= Requirement =
Write out each line of the listing as it stands, without the images.

= Raw data =

□ □ □ □ □

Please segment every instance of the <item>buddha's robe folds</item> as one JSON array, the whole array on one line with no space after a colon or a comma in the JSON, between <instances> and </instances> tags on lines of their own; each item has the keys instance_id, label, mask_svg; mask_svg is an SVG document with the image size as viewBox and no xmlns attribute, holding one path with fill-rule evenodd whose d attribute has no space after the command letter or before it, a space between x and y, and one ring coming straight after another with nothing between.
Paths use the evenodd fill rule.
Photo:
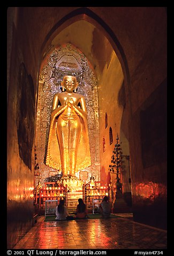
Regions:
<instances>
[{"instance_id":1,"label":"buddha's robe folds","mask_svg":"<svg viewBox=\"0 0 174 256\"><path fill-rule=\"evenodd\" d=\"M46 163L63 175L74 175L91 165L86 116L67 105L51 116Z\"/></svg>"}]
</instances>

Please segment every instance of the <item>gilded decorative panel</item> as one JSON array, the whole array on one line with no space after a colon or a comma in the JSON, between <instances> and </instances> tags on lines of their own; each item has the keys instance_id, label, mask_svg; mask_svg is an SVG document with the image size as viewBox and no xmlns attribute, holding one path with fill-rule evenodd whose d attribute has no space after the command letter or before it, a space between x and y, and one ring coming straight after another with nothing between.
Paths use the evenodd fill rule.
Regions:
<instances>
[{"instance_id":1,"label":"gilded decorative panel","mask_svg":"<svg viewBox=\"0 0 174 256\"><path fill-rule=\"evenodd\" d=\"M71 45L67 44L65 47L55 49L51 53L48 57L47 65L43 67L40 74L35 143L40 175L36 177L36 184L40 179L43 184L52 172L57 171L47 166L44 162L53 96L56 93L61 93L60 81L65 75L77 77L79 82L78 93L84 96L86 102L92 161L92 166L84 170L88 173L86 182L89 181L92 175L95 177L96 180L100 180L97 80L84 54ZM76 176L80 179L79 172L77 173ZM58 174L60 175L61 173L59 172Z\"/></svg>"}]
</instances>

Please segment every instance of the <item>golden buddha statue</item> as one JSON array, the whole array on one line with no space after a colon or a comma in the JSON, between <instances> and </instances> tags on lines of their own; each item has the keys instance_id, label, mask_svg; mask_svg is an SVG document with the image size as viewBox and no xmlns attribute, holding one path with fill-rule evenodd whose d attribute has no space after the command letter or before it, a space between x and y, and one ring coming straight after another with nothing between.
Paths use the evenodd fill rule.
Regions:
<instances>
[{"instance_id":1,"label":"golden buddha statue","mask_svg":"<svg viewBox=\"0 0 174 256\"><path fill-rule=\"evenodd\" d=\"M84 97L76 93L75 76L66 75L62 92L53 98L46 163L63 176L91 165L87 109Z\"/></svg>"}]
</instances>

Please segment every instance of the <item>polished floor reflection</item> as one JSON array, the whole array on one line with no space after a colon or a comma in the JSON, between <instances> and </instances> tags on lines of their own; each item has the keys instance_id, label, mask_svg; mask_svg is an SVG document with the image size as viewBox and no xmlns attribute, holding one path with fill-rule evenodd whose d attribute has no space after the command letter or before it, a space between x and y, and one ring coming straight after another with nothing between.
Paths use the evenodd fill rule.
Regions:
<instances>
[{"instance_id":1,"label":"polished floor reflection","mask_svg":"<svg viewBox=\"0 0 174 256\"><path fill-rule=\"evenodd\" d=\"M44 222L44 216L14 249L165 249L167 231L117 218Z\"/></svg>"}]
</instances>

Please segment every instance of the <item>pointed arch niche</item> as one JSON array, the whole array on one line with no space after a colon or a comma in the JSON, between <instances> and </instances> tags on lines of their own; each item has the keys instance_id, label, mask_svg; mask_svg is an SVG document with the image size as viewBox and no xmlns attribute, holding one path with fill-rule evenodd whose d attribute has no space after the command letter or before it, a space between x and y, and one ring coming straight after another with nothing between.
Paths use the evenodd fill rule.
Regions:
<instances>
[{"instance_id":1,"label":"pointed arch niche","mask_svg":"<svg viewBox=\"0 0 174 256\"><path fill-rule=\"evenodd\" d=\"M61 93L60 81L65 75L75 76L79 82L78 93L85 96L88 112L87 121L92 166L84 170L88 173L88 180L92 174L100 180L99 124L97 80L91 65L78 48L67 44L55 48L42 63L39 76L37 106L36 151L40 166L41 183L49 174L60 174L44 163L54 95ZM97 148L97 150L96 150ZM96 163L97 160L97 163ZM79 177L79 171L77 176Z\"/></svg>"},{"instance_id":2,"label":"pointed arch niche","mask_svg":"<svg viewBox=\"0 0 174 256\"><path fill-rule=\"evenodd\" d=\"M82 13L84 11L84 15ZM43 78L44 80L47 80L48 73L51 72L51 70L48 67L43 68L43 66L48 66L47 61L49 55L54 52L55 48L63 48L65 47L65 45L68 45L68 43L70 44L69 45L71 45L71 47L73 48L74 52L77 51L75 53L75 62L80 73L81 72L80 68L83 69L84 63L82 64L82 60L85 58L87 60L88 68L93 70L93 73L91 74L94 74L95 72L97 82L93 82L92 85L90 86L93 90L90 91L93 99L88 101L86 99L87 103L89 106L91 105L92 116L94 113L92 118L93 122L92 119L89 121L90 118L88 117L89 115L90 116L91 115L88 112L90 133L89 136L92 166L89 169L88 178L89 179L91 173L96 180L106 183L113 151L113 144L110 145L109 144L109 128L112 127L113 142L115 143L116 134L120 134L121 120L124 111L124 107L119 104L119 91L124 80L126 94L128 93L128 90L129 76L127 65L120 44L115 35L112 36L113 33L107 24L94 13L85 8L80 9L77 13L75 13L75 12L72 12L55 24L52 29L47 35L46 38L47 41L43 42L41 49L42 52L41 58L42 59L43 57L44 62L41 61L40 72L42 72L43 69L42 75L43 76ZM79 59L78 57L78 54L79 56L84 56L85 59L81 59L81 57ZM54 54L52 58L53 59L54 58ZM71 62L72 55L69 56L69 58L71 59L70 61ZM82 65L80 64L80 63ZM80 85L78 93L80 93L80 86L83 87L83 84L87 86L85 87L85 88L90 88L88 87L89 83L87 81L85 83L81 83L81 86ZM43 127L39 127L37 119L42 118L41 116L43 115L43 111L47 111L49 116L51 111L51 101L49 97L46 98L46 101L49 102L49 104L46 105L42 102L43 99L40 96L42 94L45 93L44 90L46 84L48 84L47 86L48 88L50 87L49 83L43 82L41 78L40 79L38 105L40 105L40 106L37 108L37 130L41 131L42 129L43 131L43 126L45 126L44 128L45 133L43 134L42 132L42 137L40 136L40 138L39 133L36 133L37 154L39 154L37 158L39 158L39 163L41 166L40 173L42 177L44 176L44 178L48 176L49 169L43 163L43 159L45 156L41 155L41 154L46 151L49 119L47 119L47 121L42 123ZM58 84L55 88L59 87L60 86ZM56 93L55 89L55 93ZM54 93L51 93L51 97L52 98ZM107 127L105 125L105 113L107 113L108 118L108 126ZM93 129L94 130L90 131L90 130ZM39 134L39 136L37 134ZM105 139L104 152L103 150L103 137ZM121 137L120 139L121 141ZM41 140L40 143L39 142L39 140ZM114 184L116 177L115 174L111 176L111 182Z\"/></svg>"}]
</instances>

□ □ □ □ □

= Final result =
Please segment every instance of the <item>buddha's robe folds</item> as one JSON array, the whole array on one line with no space after a colon or a comma in the JSON, between <instances> and </instances> tags on lines of their own; each item has the keys instance_id, label, mask_svg; mask_svg is an SVG document with the image size as viewBox and no xmlns attribute, holding one path with fill-rule evenodd whose d attribute has no space after the command letter or before it, a space between x and y, and one ring coming straight after another with nothing between.
Paths use the evenodd fill rule.
Photo:
Regions:
<instances>
[{"instance_id":1,"label":"buddha's robe folds","mask_svg":"<svg viewBox=\"0 0 174 256\"><path fill-rule=\"evenodd\" d=\"M46 163L63 175L74 175L91 165L86 116L67 105L51 116Z\"/></svg>"}]
</instances>

Please segment every instance of the <item>gilded decorative panel</item> as one JSON array, the whole array on one line with no space after a colon or a comma in the JSON, between <instances> and </instances> tags on lines of their own; each item has the keys instance_id, label, mask_svg; mask_svg is an SVG document with the image size as viewBox and no xmlns attribute, holding one path with fill-rule evenodd whose d attribute has no space after the command letter or before it, a space between x and y, and one ring coming straight after another with nothing between.
Paths use the evenodd fill rule.
Regions:
<instances>
[{"instance_id":1,"label":"gilded decorative panel","mask_svg":"<svg viewBox=\"0 0 174 256\"><path fill-rule=\"evenodd\" d=\"M71 45L67 44L65 47L55 49L51 53L48 57L47 65L43 67L40 74L35 143L40 175L36 177L36 184L40 179L43 184L52 172L57 171L47 166L44 162L53 96L56 93L61 93L60 81L65 75L77 77L79 82L78 93L84 96L86 102L92 161L92 166L84 170L88 173L86 182L89 181L92 175L95 177L96 180L100 180L97 80L84 54ZM76 176L80 179L79 172L77 173ZM58 174L60 175L61 173L59 172Z\"/></svg>"}]
</instances>

Please segment every instance of the <item>golden buddha statue</item> as one JSON array, the whole array on one line with no space after a colon or a comma in the JSON, between <instances> and </instances> tags on lines of their own; each item has the keys instance_id, label, mask_svg; mask_svg is an SVG document with the image size as viewBox and no xmlns attribute, holding one path with fill-rule evenodd whose d attribute has no space after the command letter or before it, a space between x and y, and one ring coming straight after another with nothing between.
Paths use the evenodd fill rule.
Regions:
<instances>
[{"instance_id":1,"label":"golden buddha statue","mask_svg":"<svg viewBox=\"0 0 174 256\"><path fill-rule=\"evenodd\" d=\"M84 97L76 93L75 76L66 75L62 92L53 98L46 163L63 176L91 165L87 109Z\"/></svg>"}]
</instances>

Please segment every instance of the <item>polished floor reflection</item> as one JSON array, the whole array on one line with no space after a colon or a comma in the JSON, between <instances> and </instances> tags on lines of their own; each item has the keys instance_id, label, mask_svg; mask_svg is an SVG document with the image size as viewBox and no xmlns attribute, holding one path with fill-rule evenodd whose d attribute has no space after the command letter or before it, a space between x and y, and one ring coming straight after another with nothing between.
Paths use the evenodd fill rule.
Regions:
<instances>
[{"instance_id":1,"label":"polished floor reflection","mask_svg":"<svg viewBox=\"0 0 174 256\"><path fill-rule=\"evenodd\" d=\"M44 222L44 216L14 249L165 249L167 231L117 218Z\"/></svg>"}]
</instances>

Please segment every instance of the <item>pointed arch niche</item> as one JSON array, the whole array on one line with no space after a colon or a comma in the JSON, between <instances> and </instances> tags on lines of their own; each item has the keys instance_id, label, mask_svg; mask_svg is an SVG document with the image size as viewBox and no xmlns attribute, holding one path with fill-rule evenodd whose d attribute has no space after the command letter or before it, a space between x and y, and one ring coming straight after another with nothing between.
Paths use the evenodd fill rule.
Regions:
<instances>
[{"instance_id":1,"label":"pointed arch niche","mask_svg":"<svg viewBox=\"0 0 174 256\"><path fill-rule=\"evenodd\" d=\"M61 93L60 81L65 75L75 76L79 82L78 93L85 96L88 112L87 121L92 166L84 170L88 173L88 180L92 174L100 180L99 124L97 80L91 65L78 48L67 44L55 48L42 63L39 76L37 106L36 151L40 166L41 183L49 174L60 174L44 163L54 95ZM97 148L97 150L96 150ZM96 163L97 160L97 163ZM79 177L79 171L77 176Z\"/></svg>"},{"instance_id":2,"label":"pointed arch niche","mask_svg":"<svg viewBox=\"0 0 174 256\"><path fill-rule=\"evenodd\" d=\"M82 13L84 11L84 15ZM43 78L44 80L47 80L48 73L51 72L51 70L48 67L43 68L43 66L48 66L47 61L49 55L54 52L55 48L63 48L65 47L65 45L68 45L68 43L70 44L69 45L71 45L71 47L73 48L74 52L77 51L75 53L75 62L80 73L81 72L80 68L83 69L84 63L82 64L82 60L85 58L87 60L88 68L93 70L93 73L91 74L94 74L95 72L97 82L93 82L92 85L90 86L93 90L90 91L93 99L88 101L86 99L87 103L89 106L91 105L92 116L94 113L92 118L93 122L92 119L89 121L90 118L88 117L89 115L90 116L91 115L88 112L90 133L89 136L92 166L89 169L88 178L89 179L91 173L96 180L106 183L113 151L113 144L110 145L109 144L109 128L112 127L113 142L115 143L116 134L120 134L121 120L124 111L124 107L119 104L119 91L124 80L126 94L128 93L128 90L129 76L127 65L120 44L115 35L112 36L113 33L107 24L94 13L85 8L80 9L77 13L75 13L75 12L72 12L55 24L52 29L47 35L46 38L47 41L43 42L41 49L42 52L41 58L42 59L43 57L44 62L41 61L40 72L42 72L43 69L42 75L43 76ZM79 59L78 57L78 54L79 56L84 56L85 59L81 59L81 57ZM54 54L52 58L53 59L54 58ZM71 62L72 55L69 56L69 58L71 59L70 61ZM82 65L80 64L80 63ZM80 85L78 93L80 93L80 86L83 87L83 84L87 86L85 87L85 88L90 88L88 87L89 83L87 81L85 83L81 83L81 86ZM43 127L39 127L37 119L42 118L41 116L43 115L43 111L47 111L49 116L51 111L51 101L49 97L46 98L46 101L49 102L49 104L46 105L42 102L43 99L40 96L42 94L45 93L44 90L46 84L48 84L47 86L48 88L50 87L49 83L43 82L41 78L40 79L38 105L40 105L40 106L37 108L37 130L41 131L42 129L43 131L43 126L45 126L44 128L45 133L43 134L42 132L42 137L40 136L40 138L39 133L36 133L37 154L39 154L37 158L39 158L39 163L41 166L40 173L42 177L44 176L44 178L48 176L49 169L43 163L43 159L45 156L41 155L41 154L46 151L49 119L47 119L47 121L42 123ZM58 84L55 88L59 87L60 86ZM56 93L55 89L55 93ZM54 93L51 93L51 97L52 98ZM107 127L105 125L105 113L107 113L108 118L108 126ZM93 129L94 130L90 131L90 130ZM39 134L39 136L37 134ZM105 139L104 152L103 150L103 137ZM121 137L120 139L121 141ZM41 140L40 143L39 142L39 140ZM114 184L116 177L115 174L111 176L111 182Z\"/></svg>"}]
</instances>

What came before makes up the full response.